Copy every line of the records below word for word, but leave out the pictures.

===== Material provided =====

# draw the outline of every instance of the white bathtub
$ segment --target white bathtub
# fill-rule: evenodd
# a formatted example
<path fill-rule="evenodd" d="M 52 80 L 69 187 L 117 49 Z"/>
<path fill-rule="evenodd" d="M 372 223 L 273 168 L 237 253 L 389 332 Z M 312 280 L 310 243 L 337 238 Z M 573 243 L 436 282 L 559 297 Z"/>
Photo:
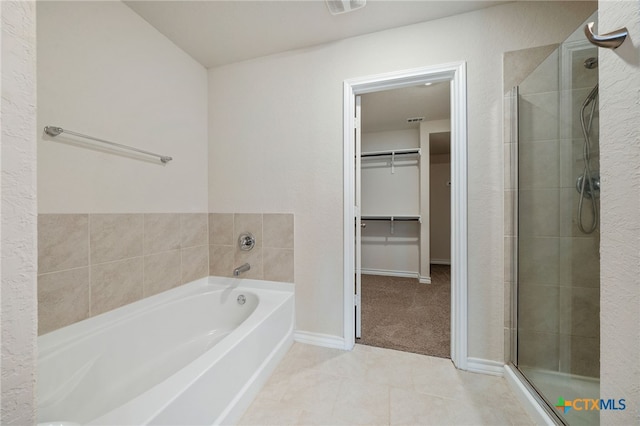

=====

## The reply
# draw the outline of every instance of the white bathtub
$ segment --target white bathtub
# fill-rule: evenodd
# a formatted example
<path fill-rule="evenodd" d="M 52 80 L 69 187 L 117 49 Z"/>
<path fill-rule="evenodd" d="M 372 223 L 273 168 L 237 253 L 389 332 Z M 312 280 L 310 243 L 337 238 Z M 573 243 L 436 282 L 559 297 Z"/>
Photo:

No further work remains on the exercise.